## start TEXT PASSAGE
Watching lava boil into the ocean under the light of the full moon and stars at Waikupanaha, Big Island, on the edge of the Hawai'i Volcanoes National Park. Those tempted to get too close are warned that the steam clouds contain a fine dust as well as acids best avoided by those with respiratory conditions, as well as the very young and elderly.
Hawaii – Been There

Dancing for the volcano goddess

Photo by Bryan Lowry

Hawaii – Been There Dancing for the volcano goddess

Leaning over the crumbly edge of Mauna Ulu crater in Hawai‘i Volcanoes National Park, I can see some 150 meters down the craggy, sulfuric walls.

Bill Harby
Bill Harby Writer

Mauna Ulu is still steaming since the mini volcano’s 1969 birth when the rainforest erupted in a curtain of molten fountains. But I can’t quite see the bottom, where lava once boiled. I throw a rock into the pit and watch it bounce out of sight. The volcano could erupt again next week, or in 100 years. Or never. From here I see a twisted volcanic landscape in every direction. It looks like hardened, broken taffy surrounded by furry rainforest. And in the distance, five miles away, rises the steam plume of still-erupting Pu‘u ‘ō‘ō, going strong almost non-stop since 1983.
## end TEXT PASSAGE
## start RECORDS SHOWN
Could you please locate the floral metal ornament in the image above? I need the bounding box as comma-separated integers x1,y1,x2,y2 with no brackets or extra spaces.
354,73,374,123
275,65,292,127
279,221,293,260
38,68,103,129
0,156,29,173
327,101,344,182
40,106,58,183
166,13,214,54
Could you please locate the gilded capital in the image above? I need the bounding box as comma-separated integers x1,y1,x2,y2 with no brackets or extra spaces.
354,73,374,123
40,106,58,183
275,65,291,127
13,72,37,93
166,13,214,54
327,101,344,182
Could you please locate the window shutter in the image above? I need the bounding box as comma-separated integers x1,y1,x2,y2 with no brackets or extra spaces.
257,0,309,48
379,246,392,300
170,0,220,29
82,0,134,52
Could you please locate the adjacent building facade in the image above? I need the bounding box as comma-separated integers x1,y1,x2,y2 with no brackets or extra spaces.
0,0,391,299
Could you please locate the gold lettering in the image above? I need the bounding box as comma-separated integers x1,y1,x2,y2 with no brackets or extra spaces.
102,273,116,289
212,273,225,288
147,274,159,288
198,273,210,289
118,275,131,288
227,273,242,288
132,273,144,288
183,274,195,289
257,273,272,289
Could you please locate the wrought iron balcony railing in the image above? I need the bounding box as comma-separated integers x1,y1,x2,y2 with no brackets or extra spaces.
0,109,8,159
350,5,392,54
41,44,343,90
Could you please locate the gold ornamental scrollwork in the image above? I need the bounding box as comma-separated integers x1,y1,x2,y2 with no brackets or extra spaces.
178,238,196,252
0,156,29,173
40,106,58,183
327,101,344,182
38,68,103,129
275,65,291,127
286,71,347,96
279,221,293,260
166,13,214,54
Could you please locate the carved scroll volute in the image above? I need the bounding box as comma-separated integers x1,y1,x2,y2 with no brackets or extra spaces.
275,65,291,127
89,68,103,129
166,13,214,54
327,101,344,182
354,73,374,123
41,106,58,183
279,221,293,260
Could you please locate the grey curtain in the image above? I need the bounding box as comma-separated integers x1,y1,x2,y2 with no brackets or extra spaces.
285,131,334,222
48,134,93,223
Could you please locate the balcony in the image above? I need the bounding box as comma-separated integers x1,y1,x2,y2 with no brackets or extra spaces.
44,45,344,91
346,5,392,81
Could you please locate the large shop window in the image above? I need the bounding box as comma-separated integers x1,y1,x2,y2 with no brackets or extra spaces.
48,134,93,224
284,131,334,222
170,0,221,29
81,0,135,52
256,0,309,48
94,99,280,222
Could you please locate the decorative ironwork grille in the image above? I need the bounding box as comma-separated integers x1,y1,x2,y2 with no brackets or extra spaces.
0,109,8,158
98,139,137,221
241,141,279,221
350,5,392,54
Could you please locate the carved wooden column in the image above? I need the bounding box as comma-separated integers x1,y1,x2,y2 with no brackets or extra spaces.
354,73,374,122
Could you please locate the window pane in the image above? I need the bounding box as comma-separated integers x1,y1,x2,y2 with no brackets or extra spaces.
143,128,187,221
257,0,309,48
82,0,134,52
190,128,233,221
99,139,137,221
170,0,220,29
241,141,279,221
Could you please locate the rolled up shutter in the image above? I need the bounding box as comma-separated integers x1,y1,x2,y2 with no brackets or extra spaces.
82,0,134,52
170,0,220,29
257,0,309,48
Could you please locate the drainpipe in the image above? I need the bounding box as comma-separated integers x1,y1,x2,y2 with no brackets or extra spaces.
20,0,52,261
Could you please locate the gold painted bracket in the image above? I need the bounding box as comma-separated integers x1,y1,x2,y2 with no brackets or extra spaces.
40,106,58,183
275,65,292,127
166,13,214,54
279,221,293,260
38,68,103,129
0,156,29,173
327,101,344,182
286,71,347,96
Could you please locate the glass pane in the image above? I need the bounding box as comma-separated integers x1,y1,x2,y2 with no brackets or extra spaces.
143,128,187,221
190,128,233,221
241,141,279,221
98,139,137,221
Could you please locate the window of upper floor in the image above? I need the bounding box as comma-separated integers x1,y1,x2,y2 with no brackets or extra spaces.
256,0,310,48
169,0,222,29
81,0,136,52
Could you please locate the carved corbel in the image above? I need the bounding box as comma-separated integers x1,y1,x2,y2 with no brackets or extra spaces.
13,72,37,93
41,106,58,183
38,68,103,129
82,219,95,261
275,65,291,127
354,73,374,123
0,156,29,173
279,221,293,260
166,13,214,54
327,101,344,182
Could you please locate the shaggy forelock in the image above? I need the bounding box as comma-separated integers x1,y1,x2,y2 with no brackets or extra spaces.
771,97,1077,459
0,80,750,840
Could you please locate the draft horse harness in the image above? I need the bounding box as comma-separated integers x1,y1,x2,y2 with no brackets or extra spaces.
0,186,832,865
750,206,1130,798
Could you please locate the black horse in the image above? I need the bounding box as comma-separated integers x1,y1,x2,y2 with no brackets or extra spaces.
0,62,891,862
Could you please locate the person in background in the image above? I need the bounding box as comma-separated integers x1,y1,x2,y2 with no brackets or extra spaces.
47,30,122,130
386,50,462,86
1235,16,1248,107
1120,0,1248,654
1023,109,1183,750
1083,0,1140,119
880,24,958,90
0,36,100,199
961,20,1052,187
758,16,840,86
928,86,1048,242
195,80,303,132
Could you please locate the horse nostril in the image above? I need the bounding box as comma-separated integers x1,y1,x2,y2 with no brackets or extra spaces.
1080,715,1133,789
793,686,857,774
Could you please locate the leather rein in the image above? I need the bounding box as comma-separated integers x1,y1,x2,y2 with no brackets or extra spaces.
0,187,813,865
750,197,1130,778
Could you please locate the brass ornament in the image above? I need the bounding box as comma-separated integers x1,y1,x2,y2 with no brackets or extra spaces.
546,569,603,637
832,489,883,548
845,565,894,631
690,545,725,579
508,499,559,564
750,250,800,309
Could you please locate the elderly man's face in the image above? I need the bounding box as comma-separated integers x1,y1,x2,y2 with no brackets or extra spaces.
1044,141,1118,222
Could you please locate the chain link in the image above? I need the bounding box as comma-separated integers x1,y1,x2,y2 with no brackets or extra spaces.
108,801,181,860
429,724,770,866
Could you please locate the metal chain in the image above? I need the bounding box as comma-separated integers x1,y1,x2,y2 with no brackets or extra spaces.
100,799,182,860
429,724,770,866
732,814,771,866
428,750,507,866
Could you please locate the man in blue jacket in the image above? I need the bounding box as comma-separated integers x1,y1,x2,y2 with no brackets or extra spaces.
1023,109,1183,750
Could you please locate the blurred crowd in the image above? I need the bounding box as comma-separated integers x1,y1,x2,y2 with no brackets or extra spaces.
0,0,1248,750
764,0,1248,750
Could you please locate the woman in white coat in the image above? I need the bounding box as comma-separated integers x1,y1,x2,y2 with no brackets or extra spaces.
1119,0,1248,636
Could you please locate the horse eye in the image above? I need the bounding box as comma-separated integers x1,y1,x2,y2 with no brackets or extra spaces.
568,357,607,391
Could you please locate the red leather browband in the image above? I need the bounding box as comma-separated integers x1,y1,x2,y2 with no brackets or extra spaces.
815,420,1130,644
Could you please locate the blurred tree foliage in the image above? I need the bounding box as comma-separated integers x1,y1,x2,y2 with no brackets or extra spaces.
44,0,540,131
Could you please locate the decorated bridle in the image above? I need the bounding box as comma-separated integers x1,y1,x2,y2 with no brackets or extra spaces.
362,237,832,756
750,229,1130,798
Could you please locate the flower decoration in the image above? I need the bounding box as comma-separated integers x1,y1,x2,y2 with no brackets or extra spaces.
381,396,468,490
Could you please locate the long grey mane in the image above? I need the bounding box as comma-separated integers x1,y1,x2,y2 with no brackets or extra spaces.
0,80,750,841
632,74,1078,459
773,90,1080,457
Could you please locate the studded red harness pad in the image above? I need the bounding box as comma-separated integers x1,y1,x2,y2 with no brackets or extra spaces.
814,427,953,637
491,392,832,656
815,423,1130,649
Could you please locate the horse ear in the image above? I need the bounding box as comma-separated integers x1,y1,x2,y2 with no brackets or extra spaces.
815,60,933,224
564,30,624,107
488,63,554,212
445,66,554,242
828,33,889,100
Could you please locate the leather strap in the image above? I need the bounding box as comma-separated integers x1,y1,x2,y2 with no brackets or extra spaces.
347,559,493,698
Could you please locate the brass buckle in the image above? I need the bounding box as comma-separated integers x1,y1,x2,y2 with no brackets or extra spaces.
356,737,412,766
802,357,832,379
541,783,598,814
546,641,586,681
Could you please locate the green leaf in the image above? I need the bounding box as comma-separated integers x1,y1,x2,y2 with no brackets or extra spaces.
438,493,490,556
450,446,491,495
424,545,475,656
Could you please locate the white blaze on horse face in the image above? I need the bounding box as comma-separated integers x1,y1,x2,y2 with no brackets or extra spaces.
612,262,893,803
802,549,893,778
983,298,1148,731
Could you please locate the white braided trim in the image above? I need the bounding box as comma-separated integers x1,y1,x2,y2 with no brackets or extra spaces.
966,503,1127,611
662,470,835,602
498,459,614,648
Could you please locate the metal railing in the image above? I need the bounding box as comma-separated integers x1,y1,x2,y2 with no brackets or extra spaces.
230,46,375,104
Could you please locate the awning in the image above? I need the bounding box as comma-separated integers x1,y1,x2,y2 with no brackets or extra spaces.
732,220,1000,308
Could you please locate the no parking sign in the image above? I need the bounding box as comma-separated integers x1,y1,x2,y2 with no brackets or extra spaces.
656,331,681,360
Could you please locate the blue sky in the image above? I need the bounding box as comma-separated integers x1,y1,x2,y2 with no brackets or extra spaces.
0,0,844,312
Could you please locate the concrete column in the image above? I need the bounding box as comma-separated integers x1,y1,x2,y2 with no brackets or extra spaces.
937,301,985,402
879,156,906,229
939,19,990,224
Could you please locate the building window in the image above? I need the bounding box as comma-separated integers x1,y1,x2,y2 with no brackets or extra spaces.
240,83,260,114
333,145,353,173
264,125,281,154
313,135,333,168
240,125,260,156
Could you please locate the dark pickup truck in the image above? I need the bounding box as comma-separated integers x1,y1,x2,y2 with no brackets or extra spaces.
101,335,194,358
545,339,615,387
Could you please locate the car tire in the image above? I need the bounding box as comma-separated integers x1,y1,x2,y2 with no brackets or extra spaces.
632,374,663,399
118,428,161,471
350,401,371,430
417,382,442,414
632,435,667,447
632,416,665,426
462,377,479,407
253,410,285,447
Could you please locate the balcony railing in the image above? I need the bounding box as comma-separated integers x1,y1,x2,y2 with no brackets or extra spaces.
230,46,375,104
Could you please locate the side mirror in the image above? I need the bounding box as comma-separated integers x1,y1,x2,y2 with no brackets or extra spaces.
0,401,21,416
## end RECORDS SHOWN
EXERCISE TASKS =>
[1] Decide whether each statement below agrees with the text on Hawai‘i's volcanoes, answering yes or no and quoting the words of the text that settle it. (a) Mauna Ulu came into being in 1969. (b) From the crater's edge, the writer can see the bottom of Mauna Ulu. (c) The steam plume of Pu‘u ‘ō‘ō rises about ten miles away.
[2] Extend the text on Hawai‘i's volcanoes past its final sentence, keeping its first-person voice and present tense.

ANSWERS TO THE EXERCISES =>
[1]
(a) Yes: "since the mini volcano’s 1969 birth"
(b) No: "But I can’t quite see the bottom, where lava once boiled."
(c) No: "in the distance, five miles away, rises the steam plume of still-erupting Pu‘u ‘ō‘ō"

[2]
Just a 30-minute walk from the summit of Mauna Ulu (“Growing Mountain”) is Pu‘uhūluhūlu (“Shaggy Hill”), an ancient 50-meter cindercone now covered with trees and ferns. I love coming up here to experience the weird feeling of looking down into the crater and seeing the treetops below as native forest birds – species found nowhere else on the planet – flit from branch to branch. And guess what: Pu‘uhūluhūlu and Mauna Ulu aren’t even the most dramatic craters up here.

The park, a Unesco World Heritage Site and World Biosphere Reserve, is one of the most popular destinations in Hawaii. It sees more than a million visitors every year from around the state and around the world. They come to gape in awe at the volcanic eruption, the rainforests, deserts and seashores, to see endemic flora and fauna, and to learn from native Hawaiians practicing their culture, dancing hula in honor of Pele, the volcano goddess.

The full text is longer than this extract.